> **TASK A**: Copy the passage of the article on Big Data in political campaigns starting with "One of its highest-profile" and going on through "became a candidate.".

> **PAGE EXTRACT**:

For someone with over 50 years in technology and 10 years in elected politics, I am interested in the merger of technology and politics, with an independent view.
When Mitch Stewart first became a field organizer, in 2002, it looked like the most out-of-place job a young man could seek out in a 21st-century campaign: managing and training volunteers for the work of phone banks and door knocks. At that point, the glamor job in politics was making ads. But now, with Big Data at the center of modern campaigns, the game is different. Thanks to the availability of information about individuals at a remarkably granular level, along with statistical tools for finding patterns in it, what used to be a matter largely of shoe leather now cranks along with guidance from the most sophisticated analytics anywhere. The 39-year-old Stewart has risen to the highest rank of Democratic operatives by thinking holistically about how those pieces of a modern campaign fit together, and how strategies and budgets need to change accordingly.
One of its highest-profile clients has been Ready for Hillary, a super PAC founded in early 2013 as a vessel to nudge Clinton into another presidential race. The group was initially viewed suspiciously by Clinton allies, uncertain what purpose a grassroots freelance effort could serve three-and-a-half years before election day in 2016. But the hiring later that year of Stewart’s 270 Strategies as the super PAC’s chief consultant was a purposeful signal to donors that the group’s aims and methods were serious, and that it was worth an investment. It ultimately raised $15 million, according to a spokesman. Stewart’s job assignment was simple: Help build a list of supporters that Clinton’s staff could inherit for their use whenever she became a candidate.
When her campaign began to take shape earlier this year, Ready for Hillary started to wind down its operation and prepared to hand off, through a legally delicate exchange between two institutions forbidden from coordinating their efforts, the fruits of its labor. Last weekend, Ready for Hillary quantified them: 2.4 million people who signed a pledge to help Clinton’s candidacy, along with four million voters, or prospective ones, identified as supporters the Clinton campaign should attempt to mobilize.

Dataset rows:

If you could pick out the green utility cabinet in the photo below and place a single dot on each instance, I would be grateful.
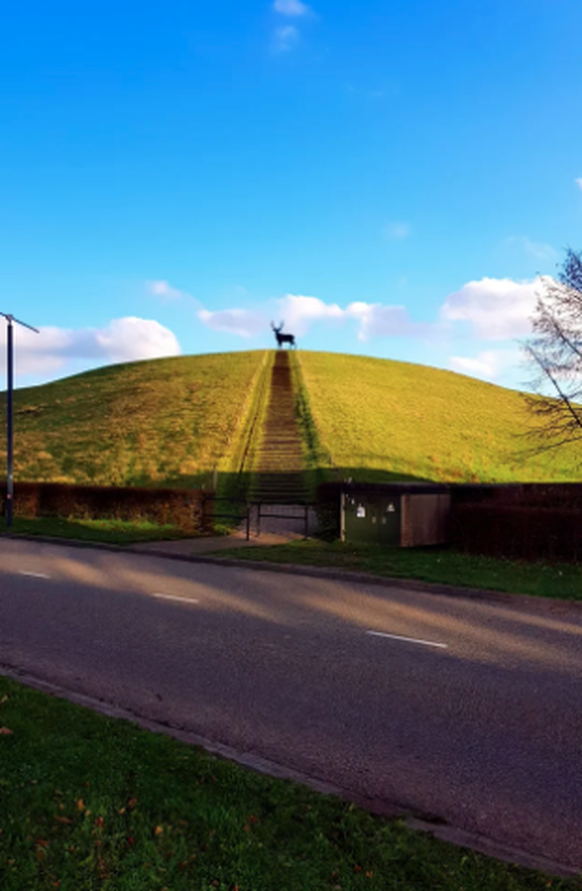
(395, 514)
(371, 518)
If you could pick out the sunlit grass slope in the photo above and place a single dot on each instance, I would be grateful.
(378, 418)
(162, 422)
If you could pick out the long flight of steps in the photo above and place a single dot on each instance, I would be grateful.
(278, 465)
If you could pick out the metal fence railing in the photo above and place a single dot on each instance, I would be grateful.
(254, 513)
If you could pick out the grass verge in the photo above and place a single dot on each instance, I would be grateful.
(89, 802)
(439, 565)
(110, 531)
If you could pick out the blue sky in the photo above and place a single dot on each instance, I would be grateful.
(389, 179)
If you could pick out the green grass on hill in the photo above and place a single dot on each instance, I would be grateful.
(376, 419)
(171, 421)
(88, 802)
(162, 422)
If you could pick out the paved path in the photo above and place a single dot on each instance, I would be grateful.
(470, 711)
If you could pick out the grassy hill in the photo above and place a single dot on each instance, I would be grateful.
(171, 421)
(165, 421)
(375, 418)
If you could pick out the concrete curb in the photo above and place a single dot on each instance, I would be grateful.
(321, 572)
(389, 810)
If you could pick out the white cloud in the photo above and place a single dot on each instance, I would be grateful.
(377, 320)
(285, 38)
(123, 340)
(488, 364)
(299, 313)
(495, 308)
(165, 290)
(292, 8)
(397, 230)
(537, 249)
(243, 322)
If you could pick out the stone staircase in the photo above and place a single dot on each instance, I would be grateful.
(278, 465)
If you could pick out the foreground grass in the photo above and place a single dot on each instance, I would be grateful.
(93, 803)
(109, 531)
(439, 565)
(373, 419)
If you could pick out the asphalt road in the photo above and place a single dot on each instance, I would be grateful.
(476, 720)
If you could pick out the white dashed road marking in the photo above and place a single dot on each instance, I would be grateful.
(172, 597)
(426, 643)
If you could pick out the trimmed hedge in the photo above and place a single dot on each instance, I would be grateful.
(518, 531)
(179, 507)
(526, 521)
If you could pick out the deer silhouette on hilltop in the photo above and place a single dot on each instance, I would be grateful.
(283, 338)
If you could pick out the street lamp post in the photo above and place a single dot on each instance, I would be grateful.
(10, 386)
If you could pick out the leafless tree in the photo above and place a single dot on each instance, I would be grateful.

> **TASK B**: In the records, starting with the line with "If you could pick out the white dashed" and going on through the end of the records, write out every line again, requests included, and multiply each coordinate in the answers by 2.5. Round the results to whole numbers, with halves going up, and give only those lines.

> **CORRECT RESULT A**:
One of its highest-profile clients has been Ready for Hillary, a super PAC founded in early 2013 as a vessel to nudge Clinton into another presidential race. The group was initially viewed suspiciously by Clinton allies, uncertain what purpose a grassroots freelance effort could serve three-and-a-half years before election day in 2016. But the hiring later that year of Stewart’s 270 Strategies as the super PAC’s chief consultant was a purposeful signal to donors that the group’s aims and methods were serious, and that it was worth an investment. It ultimately raised $15 million, according to a spokesman. Stewart’s job assignment was simple: Help build a list of supporters that Clinton’s staff could inherit for their use whenever she became a candidate.

> **CORRECT RESULT B**:
If you could pick out the white dashed road marking in the photo above and place a single dot on each instance, I would be grateful.
(430, 1493)
(1065, 1608)
If you could pick out the trimmed hedge in the photo above and place a single dot on each instance, I would be grateful.
(1295, 1328)
(448, 1268)
(1315, 1303)
If you could pick out the deer silhouette on hilltop in the photo above and place a single dot on each instance, I would be grateful.
(708, 845)
If you could pick out the street lamp post in the photo above and place a single dot on each instance, I would be grateful.
(25, 965)
If you could pick out the leafless tree in the photo above and place a single dot on each instance, I would be grateful.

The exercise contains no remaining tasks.